## Required work:
Only some lines are wanted. Transcribe, exactly, the lines below from the line with "canopy --coords pixels" up to and including the line with "masonry --coords pixels".

Stored data entries:
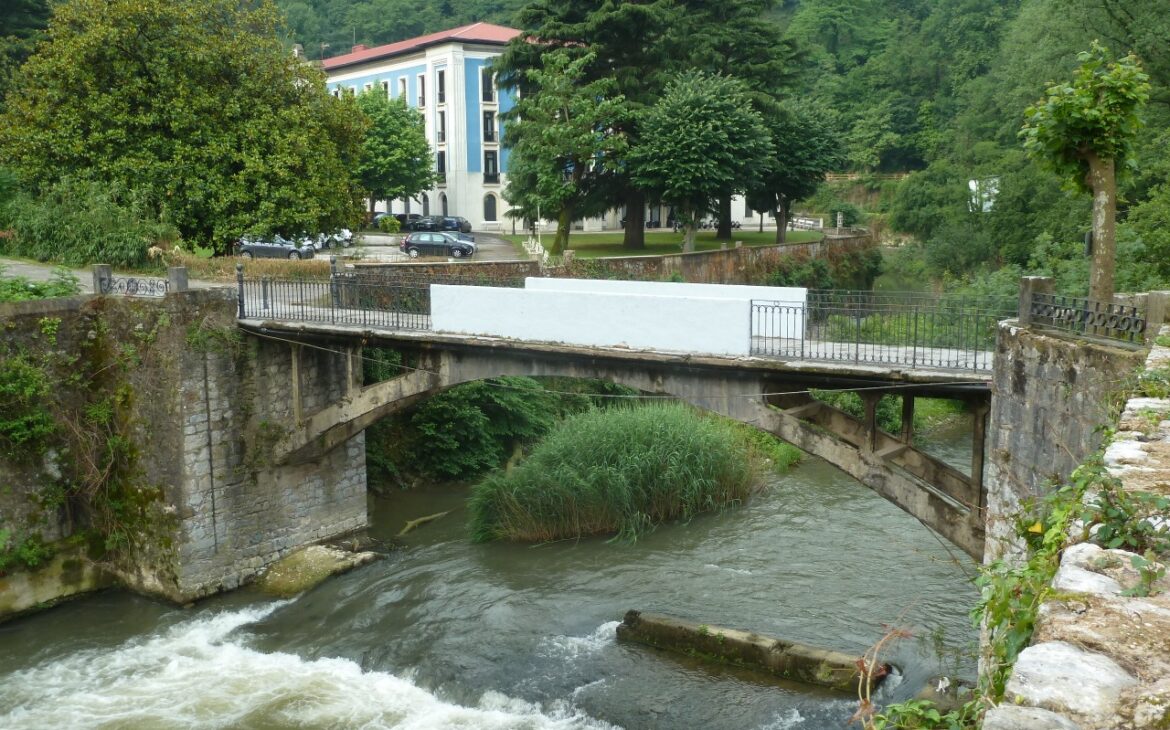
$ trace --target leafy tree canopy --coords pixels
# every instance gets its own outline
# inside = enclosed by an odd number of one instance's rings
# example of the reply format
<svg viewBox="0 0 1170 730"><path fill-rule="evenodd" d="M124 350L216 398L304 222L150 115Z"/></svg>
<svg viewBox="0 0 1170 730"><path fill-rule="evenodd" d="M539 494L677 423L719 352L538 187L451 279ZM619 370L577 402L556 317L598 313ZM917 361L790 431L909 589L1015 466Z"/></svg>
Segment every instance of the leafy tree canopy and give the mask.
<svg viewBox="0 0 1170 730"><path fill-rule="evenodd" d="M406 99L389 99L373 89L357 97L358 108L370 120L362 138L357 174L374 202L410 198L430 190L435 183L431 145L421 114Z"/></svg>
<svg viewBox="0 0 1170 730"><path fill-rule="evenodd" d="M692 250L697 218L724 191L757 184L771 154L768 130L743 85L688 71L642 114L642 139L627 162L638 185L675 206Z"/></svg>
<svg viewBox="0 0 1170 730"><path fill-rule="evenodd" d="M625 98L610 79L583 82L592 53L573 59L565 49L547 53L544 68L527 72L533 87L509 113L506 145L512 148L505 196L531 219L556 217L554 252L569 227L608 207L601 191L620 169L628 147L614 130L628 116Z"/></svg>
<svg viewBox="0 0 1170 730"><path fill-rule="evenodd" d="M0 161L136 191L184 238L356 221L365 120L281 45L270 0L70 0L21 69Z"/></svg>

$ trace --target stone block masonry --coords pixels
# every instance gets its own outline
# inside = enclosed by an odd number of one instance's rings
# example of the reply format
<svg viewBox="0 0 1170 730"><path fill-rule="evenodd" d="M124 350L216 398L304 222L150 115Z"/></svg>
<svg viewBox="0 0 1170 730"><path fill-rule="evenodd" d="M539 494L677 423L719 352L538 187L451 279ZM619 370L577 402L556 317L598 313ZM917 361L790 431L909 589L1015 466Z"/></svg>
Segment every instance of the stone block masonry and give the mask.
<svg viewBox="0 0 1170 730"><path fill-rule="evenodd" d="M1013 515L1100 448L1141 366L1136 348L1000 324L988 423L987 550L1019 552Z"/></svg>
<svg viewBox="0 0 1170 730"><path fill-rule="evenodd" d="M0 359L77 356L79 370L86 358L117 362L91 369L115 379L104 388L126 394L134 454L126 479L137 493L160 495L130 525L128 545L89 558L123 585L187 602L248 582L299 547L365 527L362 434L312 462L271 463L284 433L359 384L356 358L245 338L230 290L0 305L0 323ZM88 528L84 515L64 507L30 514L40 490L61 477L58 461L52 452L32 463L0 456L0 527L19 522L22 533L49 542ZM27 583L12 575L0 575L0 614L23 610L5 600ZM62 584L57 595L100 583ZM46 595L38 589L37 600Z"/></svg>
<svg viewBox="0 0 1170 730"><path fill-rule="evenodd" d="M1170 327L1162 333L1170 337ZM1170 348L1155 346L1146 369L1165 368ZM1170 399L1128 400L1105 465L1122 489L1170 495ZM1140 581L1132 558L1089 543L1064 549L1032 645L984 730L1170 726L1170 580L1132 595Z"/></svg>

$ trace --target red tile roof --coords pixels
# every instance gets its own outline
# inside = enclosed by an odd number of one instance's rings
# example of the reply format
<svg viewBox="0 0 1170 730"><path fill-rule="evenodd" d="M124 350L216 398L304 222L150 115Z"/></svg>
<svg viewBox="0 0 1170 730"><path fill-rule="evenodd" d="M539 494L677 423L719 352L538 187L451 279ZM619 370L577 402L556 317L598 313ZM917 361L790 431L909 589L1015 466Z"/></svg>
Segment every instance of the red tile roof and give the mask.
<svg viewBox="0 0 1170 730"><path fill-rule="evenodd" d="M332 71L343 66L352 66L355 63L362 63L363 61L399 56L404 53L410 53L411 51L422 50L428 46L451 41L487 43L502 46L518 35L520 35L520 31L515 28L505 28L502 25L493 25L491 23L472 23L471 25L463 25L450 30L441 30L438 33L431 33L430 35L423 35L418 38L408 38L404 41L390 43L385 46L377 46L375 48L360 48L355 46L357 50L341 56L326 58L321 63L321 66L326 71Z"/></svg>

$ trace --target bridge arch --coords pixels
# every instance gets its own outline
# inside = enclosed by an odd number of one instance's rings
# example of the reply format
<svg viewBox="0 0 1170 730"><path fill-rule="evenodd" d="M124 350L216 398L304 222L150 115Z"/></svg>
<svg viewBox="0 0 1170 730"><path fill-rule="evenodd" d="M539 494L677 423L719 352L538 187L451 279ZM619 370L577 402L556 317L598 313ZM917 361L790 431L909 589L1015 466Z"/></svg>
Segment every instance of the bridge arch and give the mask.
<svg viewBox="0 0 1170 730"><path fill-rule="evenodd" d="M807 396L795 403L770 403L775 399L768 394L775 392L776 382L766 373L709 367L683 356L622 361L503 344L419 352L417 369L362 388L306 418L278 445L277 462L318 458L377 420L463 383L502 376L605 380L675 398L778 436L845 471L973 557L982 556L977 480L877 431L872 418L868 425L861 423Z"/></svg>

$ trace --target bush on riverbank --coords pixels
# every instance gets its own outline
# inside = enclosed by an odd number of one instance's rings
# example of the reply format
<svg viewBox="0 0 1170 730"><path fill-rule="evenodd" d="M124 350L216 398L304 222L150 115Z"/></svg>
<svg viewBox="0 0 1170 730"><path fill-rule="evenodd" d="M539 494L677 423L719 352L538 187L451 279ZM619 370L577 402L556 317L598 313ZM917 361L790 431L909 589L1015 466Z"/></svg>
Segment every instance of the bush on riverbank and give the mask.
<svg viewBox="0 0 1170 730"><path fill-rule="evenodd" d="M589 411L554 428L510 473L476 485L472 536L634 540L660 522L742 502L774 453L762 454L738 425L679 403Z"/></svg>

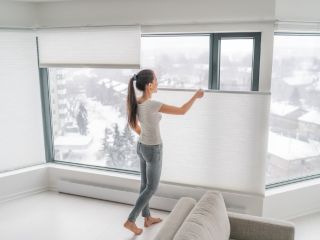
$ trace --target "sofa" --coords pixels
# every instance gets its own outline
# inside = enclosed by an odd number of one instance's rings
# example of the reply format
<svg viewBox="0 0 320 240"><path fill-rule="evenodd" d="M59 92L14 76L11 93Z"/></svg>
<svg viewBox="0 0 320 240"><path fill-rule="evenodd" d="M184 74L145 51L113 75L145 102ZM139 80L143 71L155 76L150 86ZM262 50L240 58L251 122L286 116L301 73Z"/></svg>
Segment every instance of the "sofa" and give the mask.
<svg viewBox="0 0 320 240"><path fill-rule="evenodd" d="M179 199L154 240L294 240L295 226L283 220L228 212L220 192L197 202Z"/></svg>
--
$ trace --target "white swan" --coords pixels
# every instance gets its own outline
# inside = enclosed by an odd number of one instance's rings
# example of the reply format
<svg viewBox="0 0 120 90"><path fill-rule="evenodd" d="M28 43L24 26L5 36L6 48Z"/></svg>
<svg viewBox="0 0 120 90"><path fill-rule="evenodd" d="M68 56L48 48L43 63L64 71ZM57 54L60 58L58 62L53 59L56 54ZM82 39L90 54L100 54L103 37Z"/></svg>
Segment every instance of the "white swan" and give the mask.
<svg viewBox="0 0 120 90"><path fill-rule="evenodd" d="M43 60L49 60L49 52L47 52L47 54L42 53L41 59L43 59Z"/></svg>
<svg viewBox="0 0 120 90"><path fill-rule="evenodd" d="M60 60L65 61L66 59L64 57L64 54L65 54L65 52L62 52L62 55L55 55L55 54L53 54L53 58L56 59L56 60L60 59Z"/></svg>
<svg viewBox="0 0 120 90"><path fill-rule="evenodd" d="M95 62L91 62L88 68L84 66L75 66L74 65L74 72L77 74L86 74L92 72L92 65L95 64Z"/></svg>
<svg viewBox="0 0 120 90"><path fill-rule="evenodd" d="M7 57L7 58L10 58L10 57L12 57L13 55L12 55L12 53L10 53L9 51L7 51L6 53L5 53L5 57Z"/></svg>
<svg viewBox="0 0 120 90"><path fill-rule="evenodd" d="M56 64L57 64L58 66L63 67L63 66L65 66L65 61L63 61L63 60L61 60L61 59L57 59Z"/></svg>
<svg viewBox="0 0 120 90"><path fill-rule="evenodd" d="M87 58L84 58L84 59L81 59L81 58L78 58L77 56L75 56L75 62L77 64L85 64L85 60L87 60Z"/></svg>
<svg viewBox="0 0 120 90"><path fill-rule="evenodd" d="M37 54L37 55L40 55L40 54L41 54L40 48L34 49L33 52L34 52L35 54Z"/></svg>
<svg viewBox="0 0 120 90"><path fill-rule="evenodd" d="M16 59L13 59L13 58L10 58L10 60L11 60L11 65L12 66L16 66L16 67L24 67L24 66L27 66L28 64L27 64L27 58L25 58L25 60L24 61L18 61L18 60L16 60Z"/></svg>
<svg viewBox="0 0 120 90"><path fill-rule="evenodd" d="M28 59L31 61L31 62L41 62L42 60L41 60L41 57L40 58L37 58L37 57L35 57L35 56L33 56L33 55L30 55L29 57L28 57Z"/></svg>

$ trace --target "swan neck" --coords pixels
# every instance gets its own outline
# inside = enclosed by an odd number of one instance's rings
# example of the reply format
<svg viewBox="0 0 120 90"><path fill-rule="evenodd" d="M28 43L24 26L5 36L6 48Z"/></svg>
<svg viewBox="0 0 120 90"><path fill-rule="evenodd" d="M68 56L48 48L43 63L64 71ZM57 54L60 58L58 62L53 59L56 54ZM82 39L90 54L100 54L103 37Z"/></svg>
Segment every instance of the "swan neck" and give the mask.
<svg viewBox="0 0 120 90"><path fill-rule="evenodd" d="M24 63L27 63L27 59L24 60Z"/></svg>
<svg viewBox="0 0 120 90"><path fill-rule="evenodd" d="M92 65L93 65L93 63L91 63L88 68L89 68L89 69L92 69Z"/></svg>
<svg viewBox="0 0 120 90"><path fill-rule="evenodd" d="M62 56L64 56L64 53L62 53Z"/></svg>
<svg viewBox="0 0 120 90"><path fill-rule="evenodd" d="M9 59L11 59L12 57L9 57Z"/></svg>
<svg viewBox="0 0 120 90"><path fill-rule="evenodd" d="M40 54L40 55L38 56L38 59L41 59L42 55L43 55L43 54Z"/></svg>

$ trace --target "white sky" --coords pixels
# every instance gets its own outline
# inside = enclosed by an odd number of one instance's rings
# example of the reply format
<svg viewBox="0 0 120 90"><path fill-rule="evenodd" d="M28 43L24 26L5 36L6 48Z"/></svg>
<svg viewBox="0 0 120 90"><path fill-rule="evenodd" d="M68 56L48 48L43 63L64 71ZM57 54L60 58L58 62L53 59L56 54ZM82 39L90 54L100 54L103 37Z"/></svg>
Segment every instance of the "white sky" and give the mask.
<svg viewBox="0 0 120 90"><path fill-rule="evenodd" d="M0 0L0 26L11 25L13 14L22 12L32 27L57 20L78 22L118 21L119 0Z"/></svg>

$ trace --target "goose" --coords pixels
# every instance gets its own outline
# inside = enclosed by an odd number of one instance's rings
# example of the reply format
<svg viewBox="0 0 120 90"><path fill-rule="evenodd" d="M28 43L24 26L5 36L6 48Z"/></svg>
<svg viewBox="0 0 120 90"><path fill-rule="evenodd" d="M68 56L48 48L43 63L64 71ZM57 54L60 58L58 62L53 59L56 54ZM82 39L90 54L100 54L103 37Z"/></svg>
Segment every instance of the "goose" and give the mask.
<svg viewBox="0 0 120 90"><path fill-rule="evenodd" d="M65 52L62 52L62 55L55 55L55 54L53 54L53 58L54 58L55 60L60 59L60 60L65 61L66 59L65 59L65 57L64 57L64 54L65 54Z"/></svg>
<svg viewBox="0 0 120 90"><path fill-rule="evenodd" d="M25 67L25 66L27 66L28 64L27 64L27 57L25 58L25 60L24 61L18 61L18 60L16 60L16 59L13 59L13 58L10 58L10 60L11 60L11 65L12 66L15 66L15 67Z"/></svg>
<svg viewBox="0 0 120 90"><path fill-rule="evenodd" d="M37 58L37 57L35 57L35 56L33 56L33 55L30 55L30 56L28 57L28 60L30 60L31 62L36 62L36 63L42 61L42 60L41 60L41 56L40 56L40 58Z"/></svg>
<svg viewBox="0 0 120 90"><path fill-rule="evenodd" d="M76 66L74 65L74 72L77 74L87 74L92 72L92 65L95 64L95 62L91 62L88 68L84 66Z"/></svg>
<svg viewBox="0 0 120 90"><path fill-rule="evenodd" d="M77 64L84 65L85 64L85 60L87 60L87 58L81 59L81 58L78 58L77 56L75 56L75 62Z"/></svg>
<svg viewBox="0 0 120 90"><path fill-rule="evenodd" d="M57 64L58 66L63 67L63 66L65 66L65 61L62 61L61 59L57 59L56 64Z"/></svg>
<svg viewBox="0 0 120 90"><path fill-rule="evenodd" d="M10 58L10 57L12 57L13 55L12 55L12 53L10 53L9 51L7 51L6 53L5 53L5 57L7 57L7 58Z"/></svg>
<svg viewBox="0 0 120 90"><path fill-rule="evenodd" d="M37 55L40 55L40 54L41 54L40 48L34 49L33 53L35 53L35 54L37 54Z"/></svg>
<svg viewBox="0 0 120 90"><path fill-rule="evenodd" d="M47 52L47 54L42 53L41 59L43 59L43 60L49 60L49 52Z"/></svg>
...
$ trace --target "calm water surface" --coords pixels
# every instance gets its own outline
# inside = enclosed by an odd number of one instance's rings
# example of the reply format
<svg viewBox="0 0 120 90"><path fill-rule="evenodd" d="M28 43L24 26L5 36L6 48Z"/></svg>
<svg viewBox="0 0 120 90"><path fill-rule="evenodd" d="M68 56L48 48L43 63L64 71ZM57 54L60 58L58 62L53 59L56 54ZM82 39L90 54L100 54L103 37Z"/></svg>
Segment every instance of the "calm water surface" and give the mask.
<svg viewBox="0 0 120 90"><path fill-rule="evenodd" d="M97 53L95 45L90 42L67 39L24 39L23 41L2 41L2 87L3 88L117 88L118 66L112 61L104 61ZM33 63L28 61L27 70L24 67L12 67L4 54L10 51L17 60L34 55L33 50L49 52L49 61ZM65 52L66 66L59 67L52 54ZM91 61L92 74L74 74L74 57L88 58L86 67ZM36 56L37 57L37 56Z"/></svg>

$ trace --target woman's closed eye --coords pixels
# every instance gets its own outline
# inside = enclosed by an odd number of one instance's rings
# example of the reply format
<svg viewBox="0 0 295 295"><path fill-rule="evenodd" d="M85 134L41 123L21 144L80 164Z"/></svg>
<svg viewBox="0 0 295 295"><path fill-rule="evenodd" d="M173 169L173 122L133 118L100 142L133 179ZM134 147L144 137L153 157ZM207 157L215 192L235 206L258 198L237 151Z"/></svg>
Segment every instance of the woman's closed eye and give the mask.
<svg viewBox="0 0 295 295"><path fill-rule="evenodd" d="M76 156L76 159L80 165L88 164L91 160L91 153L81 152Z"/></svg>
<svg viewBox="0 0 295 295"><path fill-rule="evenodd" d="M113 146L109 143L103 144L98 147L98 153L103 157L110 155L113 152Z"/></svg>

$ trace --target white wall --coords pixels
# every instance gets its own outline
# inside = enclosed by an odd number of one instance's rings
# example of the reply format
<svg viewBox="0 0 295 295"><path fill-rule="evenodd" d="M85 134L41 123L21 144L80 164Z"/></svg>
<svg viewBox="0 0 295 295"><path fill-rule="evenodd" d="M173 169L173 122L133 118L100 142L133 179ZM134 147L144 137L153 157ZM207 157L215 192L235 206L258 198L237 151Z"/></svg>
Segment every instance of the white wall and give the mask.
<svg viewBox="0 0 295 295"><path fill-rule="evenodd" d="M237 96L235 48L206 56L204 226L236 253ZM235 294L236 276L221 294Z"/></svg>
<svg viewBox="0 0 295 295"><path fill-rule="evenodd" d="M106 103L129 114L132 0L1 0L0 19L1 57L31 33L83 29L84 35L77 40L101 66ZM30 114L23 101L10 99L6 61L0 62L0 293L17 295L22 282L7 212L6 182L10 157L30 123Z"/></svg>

## Task solution:
$ trace --target leafy tree canopy --coords pixels
# every instance gets its own outline
# inside = enclosed by an odd number of one instance's rings
# example of the reply format
<svg viewBox="0 0 1170 730"><path fill-rule="evenodd" d="M124 350L216 398L304 222L150 115Z"/></svg>
<svg viewBox="0 0 1170 730"><path fill-rule="evenodd" d="M539 494L677 423L719 352L538 187L451 279ZM619 370L577 402L556 317L598 313ZM917 361L790 431L909 589L1015 466Z"/></svg>
Segment every instance of the leafy tree canopy and give the mask.
<svg viewBox="0 0 1170 730"><path fill-rule="evenodd" d="M406 99L389 99L373 89L357 97L358 108L370 120L362 138L357 174L374 202L410 198L430 190L435 183L431 145L421 114Z"/></svg>
<svg viewBox="0 0 1170 730"><path fill-rule="evenodd" d="M692 250L697 218L724 191L757 184L771 154L768 130L743 85L688 71L642 114L642 139L627 162L638 185L675 206Z"/></svg>
<svg viewBox="0 0 1170 730"><path fill-rule="evenodd" d="M625 98L610 79L583 82L592 53L573 59L565 49L547 53L544 68L527 72L533 87L509 113L506 145L512 148L505 196L531 219L556 217L554 252L569 227L608 207L601 191L620 169L628 147L614 130L628 116Z"/></svg>
<svg viewBox="0 0 1170 730"><path fill-rule="evenodd" d="M0 161L136 191L184 238L356 221L365 120L281 45L270 0L70 0L21 69Z"/></svg>

$ trace --target stone block masonry --coords pixels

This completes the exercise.